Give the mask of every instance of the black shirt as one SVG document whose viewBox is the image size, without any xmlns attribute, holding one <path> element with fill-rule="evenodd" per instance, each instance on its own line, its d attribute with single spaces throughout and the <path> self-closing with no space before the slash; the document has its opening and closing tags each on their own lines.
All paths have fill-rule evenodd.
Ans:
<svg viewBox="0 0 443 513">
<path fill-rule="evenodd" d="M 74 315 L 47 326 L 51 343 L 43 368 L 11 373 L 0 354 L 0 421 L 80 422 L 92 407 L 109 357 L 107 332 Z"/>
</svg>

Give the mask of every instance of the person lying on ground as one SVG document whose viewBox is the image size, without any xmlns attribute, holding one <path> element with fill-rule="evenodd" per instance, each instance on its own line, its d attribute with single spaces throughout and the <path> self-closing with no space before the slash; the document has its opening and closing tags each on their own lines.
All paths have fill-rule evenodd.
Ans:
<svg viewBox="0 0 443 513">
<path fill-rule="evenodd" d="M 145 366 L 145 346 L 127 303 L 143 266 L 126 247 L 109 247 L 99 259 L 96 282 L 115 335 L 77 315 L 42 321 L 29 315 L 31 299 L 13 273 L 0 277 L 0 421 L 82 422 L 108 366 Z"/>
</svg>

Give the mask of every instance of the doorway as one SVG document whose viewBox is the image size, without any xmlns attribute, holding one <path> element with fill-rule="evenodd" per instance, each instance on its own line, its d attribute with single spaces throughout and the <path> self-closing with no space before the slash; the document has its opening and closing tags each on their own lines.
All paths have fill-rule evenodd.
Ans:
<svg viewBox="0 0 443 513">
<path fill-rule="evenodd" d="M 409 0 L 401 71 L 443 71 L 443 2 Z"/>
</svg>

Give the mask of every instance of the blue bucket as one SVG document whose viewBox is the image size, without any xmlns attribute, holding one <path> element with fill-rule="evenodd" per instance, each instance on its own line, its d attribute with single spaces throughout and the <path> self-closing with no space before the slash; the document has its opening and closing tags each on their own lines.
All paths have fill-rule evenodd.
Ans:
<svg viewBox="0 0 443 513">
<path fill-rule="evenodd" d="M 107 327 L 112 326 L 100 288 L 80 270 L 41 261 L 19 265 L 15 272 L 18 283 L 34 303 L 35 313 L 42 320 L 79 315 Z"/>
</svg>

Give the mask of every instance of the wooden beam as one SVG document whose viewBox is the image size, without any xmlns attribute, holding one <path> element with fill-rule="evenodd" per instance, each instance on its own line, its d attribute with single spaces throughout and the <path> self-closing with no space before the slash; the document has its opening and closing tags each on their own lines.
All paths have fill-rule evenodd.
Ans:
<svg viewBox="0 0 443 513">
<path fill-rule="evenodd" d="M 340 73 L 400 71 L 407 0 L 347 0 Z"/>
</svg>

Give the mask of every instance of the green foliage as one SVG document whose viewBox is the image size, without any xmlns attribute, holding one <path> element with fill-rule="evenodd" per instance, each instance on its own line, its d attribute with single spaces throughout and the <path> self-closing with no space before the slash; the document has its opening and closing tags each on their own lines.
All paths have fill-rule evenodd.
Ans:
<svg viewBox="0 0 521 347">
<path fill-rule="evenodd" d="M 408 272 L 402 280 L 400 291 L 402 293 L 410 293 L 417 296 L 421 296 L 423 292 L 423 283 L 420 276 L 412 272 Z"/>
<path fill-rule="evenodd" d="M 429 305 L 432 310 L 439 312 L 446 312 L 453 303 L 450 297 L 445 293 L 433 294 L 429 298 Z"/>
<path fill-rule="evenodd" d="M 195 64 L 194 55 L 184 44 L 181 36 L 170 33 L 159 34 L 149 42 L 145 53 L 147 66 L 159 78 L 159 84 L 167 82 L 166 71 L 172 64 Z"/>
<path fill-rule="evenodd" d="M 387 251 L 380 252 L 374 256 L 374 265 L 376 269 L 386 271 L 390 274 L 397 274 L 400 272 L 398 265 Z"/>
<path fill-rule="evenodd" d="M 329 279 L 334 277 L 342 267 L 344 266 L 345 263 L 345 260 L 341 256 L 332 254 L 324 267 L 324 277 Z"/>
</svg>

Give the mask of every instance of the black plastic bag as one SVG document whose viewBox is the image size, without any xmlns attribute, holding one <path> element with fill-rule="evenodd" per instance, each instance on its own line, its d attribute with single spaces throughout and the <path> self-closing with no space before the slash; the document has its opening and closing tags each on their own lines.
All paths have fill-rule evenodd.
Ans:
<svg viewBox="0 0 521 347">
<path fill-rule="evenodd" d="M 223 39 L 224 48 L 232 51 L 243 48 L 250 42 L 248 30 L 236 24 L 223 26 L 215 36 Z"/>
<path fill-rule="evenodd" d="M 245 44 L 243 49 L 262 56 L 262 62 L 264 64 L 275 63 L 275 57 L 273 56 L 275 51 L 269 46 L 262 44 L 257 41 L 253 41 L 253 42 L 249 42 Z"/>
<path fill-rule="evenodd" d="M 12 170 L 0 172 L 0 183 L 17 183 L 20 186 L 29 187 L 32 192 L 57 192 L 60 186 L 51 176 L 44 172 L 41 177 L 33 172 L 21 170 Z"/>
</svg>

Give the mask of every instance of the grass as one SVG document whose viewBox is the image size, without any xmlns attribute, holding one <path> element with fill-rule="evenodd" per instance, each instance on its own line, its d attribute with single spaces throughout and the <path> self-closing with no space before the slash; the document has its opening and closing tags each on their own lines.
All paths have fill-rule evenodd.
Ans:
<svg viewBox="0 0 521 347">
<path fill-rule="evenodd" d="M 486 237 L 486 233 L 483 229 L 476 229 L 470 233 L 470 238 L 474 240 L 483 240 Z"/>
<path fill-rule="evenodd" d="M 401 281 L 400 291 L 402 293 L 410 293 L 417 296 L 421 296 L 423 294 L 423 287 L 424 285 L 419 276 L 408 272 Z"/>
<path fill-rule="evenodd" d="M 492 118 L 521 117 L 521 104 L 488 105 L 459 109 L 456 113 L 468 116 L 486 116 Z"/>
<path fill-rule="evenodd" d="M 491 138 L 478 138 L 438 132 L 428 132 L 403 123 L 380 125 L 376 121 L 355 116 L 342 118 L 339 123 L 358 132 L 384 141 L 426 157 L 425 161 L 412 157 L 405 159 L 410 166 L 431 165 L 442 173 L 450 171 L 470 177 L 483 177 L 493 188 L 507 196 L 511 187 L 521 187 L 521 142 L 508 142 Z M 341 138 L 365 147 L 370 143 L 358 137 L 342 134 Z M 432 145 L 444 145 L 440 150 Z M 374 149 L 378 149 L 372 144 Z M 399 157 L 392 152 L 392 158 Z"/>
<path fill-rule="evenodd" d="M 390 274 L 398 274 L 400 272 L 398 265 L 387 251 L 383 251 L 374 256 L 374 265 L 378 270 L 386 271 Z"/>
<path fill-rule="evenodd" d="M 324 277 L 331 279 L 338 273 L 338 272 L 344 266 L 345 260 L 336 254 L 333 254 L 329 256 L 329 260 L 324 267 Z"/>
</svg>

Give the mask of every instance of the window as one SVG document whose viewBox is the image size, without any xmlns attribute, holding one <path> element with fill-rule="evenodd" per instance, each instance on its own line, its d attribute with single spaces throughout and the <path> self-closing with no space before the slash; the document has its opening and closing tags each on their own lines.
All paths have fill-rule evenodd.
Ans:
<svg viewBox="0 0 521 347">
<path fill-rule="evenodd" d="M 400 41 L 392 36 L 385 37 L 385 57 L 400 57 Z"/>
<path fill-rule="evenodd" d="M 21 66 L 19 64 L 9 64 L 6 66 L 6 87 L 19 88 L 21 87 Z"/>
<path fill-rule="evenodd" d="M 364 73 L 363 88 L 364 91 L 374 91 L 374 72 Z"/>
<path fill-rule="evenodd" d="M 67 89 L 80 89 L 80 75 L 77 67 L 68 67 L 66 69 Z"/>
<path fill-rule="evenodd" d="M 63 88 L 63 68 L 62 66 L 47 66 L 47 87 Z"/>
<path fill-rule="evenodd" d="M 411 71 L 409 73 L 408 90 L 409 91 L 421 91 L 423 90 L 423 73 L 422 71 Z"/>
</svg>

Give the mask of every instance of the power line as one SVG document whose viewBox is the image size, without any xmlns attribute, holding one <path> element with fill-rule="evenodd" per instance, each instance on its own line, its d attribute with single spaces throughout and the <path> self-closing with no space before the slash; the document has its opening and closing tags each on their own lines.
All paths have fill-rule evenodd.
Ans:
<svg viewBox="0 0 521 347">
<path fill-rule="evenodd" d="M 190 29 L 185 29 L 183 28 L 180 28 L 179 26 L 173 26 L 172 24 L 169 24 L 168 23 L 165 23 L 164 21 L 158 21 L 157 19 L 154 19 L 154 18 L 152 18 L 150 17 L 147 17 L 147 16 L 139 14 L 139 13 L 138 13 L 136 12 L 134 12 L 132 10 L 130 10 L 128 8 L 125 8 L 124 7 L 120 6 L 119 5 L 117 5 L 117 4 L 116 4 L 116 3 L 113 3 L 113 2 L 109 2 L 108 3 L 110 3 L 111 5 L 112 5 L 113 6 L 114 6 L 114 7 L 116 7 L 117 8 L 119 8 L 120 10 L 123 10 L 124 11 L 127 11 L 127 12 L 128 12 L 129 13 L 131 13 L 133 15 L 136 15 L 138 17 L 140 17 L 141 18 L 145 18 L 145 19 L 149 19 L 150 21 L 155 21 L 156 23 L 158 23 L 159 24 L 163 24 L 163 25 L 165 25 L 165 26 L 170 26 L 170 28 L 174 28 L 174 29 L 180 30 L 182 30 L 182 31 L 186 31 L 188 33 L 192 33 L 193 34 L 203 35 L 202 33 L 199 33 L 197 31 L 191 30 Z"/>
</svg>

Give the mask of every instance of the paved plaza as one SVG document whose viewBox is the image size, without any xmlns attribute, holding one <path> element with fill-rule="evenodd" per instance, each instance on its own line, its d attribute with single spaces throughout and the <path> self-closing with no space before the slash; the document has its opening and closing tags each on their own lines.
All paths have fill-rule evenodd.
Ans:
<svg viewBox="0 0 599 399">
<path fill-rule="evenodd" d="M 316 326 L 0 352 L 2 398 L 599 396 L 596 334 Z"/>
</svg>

══════════════════════════════

Switch "plaza" to "square" in the stretch from the line containing "Give the mask of every instance of the paved" through the end of the material. Give back only that stretch, with everything else left as it is.

Full response:
Give the mask of every instance of the paved square as one SVG document whose viewBox is the image size, without any xmlns attribute, holding one <path> element with fill-rule="evenodd" per instance, each instance on its own line, its d attribute with single spaces throughout and the <path> self-closing with no space before the slash; the document has its opening and closing tags each on their own lines.
All paths have fill-rule evenodd.
Ans:
<svg viewBox="0 0 599 399">
<path fill-rule="evenodd" d="M 316 326 L 0 352 L 2 398 L 599 396 L 596 334 Z"/>
</svg>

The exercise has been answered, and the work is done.